● What you need to do
[1] Copy the stretch from "Within the carbon" through "not in solid solution." from the passage on steel composition, word for word.
[2] Extend the passage on steel composition with new text that picks up after its final sentence.

>> Start Page text

Within the carbon content ranges presented above, the inventors have demonstrated that this element contributes to substantial hardening by the precipitation of carbides (TiC or kappa precipitates) and by ferrite grain refinement. The addition of carbon results in only a small loss of ductility if the carbide precipitation is not intergranular or if the carbon is not in solid solution.
Within these composition ranges, the steel has a ferrite matrix at all temperatures during the manufacturing cycle, that is to say right from solidification after casting.
Like aluminum, silicon is an element allowing the density of the steel to be reduced. However, an excessive addition of silicon, above 1.5%, results in the formation of highly adherent oxides and the possible appearance of surface defects, leading in particular to a lack of wettability in hot-dip galvanizing operations. Furthermore, this excessive addition reduces the ductility.
Aluminum is an important element in the invention. When its content is less than 6% by weight, a sufficient reduction in density cannot be obtained. When its content is greater than 10%, there is a risk of forming embrittling intermetallic phases Fe3Al and FeAl.
Preferably, the aluminum content is between 7.5 and 10%. Within this range, the density of the sheet is less than about 7.1.
Preferably, the aluminum content is between 7.5 and 8.5%. Within this range, satisfactory lightening is obtained without a reduction in ductility.
The steel also contains a minimal amount of titanium, namely 0.020%, which helps to limit the content of carbon in solid solution to an amount of less than 0.005% by weight, thanks to the precipitation of TiC. Carbon in solid solution has a deleterious effect on the ductility because it reduces the mobility of dislocations. Above 0.5% titanium, excessive titanium carbide precipitation takes place, and the ductility is reduced.
An optional addition of boron, limited to 0.010%, also helps to reduce the amount of carbon in solid solution.
The sulphur content is less than 0.050% so as to limit any precipitation of TiS, which would reduce the ductility.
For hot ductility reasons, the phosphorus content is also limited to 0.1%.
Optionally, the steel may also contain, alone or in combination:
chromium, molybdenum or nickel in an amount equal to or less than 1%. These elements provide additional solid-solution hardening;
microalloying elements, such as niobium and vanadium in an amount of less than 0.1 and 0.2% by weight respectively, may be added in order to obtain additional precipitation hardening.
The balance of the composition consists of iron and inevitable impurities resulting from the smelting.
The structure of the steels according to the invention comprises a homogeneous distribution of highly disoriented ferrite grains. The strong disorientation between neighboring grains prevents the roping defect. This defect is characterized, during cold-forming of sheet, by the localized and premature appearance of strip in the rolling direction, forming a relief. This phenomenon is due to the grouping of recrystallized grains that are slightly disoriented, as they come from one and the same original grain before recrystallization. A structure sensitive to roping is characterized by a spatial distribution in the texture.
When the roping phenomenon is present, the mechanical properties in the transverse direction (especially the uniform elongation) and the formability are greatly reduced. The steels according to the invention are insensitive to roping during forming, because of their favorable texture.

>> End Page text
>> Start Record excerpts

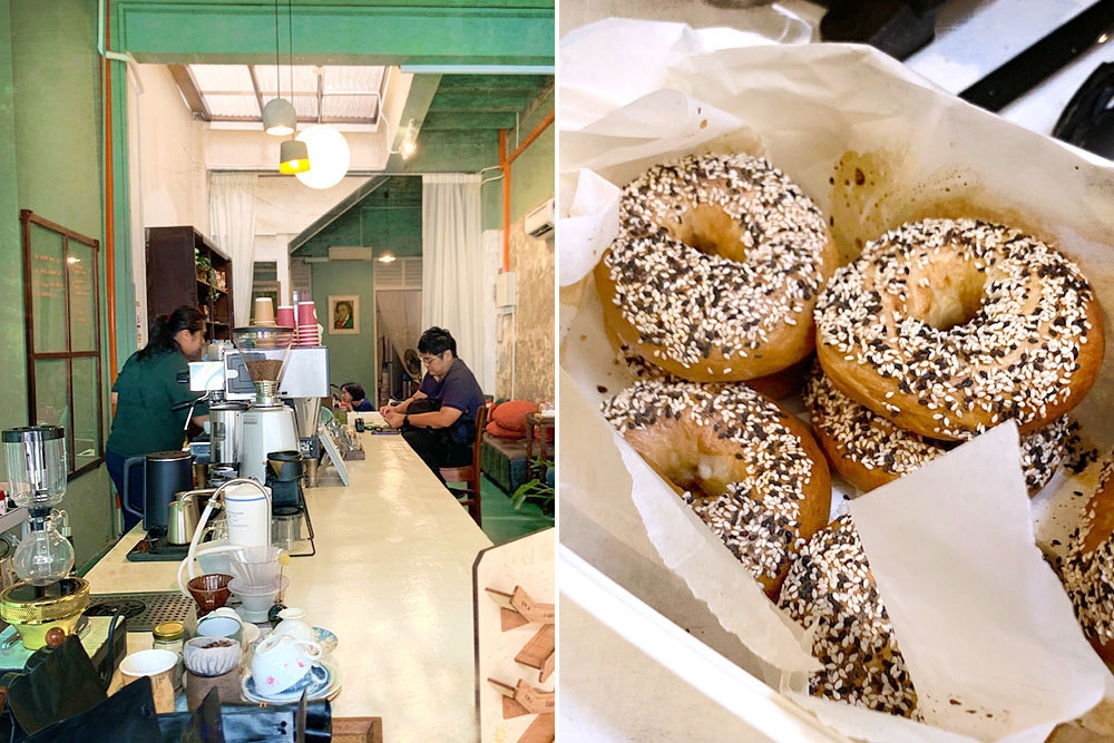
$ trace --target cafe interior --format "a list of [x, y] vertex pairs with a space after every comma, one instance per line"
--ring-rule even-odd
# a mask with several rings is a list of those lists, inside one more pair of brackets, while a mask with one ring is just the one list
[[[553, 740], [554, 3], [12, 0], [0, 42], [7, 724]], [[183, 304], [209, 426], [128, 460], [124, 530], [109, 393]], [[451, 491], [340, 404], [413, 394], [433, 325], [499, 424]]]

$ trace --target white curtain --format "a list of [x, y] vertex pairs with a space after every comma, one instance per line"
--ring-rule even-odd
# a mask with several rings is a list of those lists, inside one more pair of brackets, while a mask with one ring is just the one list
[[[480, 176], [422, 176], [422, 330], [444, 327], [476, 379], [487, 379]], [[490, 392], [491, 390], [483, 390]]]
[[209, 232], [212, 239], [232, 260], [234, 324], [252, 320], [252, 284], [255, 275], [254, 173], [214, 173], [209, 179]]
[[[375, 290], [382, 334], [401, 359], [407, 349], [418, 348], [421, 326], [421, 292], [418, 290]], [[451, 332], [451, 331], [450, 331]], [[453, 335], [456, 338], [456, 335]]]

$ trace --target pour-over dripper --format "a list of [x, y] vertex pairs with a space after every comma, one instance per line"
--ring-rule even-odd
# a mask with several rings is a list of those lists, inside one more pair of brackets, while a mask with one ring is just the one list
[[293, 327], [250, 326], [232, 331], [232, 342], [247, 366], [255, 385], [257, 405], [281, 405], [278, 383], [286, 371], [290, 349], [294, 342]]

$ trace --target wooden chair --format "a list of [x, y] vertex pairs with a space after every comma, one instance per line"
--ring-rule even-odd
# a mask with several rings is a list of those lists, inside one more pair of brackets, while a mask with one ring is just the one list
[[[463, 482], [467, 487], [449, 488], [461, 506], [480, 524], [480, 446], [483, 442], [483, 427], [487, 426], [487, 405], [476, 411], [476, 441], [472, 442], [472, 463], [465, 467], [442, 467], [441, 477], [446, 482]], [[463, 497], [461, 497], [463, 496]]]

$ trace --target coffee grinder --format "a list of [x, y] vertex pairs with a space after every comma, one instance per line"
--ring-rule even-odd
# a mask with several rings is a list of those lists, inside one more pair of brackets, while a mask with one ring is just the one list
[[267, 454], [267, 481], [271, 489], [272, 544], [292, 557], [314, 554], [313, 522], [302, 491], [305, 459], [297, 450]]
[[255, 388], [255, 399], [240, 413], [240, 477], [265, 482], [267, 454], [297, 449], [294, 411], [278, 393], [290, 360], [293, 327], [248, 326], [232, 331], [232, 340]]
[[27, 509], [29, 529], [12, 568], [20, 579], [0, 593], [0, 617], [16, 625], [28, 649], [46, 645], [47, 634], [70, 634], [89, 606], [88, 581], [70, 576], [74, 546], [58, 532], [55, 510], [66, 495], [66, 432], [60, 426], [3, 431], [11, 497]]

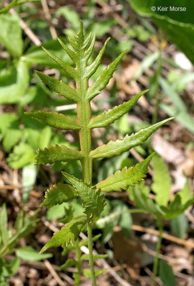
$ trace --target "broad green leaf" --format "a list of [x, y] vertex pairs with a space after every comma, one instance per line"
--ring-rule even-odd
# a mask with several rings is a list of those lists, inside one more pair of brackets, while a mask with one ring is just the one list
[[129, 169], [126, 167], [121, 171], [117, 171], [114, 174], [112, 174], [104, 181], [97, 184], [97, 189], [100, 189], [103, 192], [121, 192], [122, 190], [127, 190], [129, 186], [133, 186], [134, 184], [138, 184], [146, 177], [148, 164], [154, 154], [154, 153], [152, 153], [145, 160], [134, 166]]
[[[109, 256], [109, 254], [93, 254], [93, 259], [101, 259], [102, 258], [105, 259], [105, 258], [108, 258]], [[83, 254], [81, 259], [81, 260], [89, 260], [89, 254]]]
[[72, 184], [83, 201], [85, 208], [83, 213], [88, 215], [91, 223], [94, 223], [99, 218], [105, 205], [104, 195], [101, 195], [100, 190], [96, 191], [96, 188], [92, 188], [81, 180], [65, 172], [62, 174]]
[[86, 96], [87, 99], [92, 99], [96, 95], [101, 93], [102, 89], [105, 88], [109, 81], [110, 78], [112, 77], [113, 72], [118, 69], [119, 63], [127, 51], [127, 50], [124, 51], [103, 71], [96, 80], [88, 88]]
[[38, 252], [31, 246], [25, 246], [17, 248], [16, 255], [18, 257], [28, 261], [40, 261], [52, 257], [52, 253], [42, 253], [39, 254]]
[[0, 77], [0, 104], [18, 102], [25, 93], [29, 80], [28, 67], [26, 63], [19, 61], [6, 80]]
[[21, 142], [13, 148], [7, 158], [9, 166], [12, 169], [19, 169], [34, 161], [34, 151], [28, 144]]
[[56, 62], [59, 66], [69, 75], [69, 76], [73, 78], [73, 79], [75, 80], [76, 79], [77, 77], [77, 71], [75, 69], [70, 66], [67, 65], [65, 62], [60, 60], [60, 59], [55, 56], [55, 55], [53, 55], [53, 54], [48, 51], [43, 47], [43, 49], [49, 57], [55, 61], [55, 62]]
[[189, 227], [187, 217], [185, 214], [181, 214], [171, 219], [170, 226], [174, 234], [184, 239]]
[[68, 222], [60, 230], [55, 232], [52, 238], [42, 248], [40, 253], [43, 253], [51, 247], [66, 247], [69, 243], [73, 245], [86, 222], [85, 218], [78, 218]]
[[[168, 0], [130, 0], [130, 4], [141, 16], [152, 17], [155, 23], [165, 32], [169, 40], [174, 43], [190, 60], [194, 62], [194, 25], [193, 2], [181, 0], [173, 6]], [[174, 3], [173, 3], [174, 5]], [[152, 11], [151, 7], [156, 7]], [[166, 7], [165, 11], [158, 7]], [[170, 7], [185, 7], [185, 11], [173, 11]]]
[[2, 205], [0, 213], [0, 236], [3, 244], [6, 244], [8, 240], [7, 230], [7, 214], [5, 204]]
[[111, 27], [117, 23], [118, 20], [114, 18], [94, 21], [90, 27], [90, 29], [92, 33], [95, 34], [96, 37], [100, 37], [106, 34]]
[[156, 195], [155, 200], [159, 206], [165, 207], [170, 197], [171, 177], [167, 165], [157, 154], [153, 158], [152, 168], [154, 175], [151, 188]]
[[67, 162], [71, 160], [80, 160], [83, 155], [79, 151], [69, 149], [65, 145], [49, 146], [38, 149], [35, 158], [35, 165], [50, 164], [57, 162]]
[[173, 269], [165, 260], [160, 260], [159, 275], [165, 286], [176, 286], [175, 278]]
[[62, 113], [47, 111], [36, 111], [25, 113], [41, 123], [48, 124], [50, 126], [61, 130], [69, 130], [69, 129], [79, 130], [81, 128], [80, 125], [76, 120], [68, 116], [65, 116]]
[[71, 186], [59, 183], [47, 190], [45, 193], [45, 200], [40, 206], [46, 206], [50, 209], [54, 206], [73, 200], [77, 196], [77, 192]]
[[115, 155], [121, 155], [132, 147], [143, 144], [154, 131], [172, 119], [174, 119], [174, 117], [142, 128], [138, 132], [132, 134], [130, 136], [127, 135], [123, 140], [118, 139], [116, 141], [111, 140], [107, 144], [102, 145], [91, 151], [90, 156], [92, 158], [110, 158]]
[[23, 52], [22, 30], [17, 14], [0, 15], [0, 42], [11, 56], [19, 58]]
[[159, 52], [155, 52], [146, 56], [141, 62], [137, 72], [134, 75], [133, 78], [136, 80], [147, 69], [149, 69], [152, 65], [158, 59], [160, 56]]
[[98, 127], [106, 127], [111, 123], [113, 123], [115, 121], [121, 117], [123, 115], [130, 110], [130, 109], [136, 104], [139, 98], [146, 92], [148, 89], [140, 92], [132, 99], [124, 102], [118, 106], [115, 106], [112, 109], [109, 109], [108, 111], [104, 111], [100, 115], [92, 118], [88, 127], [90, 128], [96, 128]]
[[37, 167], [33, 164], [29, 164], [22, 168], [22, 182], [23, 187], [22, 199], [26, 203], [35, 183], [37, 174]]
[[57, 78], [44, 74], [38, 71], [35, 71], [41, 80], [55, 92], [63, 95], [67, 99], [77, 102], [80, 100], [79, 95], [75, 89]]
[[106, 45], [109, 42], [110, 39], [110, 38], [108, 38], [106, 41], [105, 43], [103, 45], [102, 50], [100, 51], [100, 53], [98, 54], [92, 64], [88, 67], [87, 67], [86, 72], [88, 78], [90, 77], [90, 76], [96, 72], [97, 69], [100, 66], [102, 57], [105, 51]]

>> End Record excerpts

● Results by task
[1]
Within the carbon content ranges presented above, the inventors have demonstrated that this element contributes to substantial hardening by the precipitation of carbides (TiC or kappa precipitates) and by ferrite grain refinement. The addition of carbon results in only a small loss of ductility if the carbide precipitation is not intergranular or if the carbon is not in solid solution.

[2]
According to one embodiment of the invention, the microstructure of the steels at ambient temperature consists of an equiaxed ferrite matrix, the average grain size of which is less than 50 microns. The aluminum is predominantly in solid solution within this iron-based matrix. These steels contain kappa (κ) precipitates, which are an Fe3AlCx ternary intermetallic phase. The presence of these precipitates in the ferrite matrix results in substantial hardening. These κ precipitates must not however be present in the form of pronounced intergranular precipitation, as otherwise there would be a substantial reduction in ductility. The inventors have demonstrated that the ductility is reduced when the linear fraction of ferrite grain boundaries in which there is κ precipitation is equal to or greater than 30%. The definition of this linear fraction f is given in
Σ[A]di denoting the total length of the grain boundaries containing κ precipitates relative to an area (A) in question and
Σ[A]Li denoting the total length of the grain boundaries relative to said area (A) in question.
The expression f therefore represents the degree to which the ferrite grain boundaries are covered with κ precipitates.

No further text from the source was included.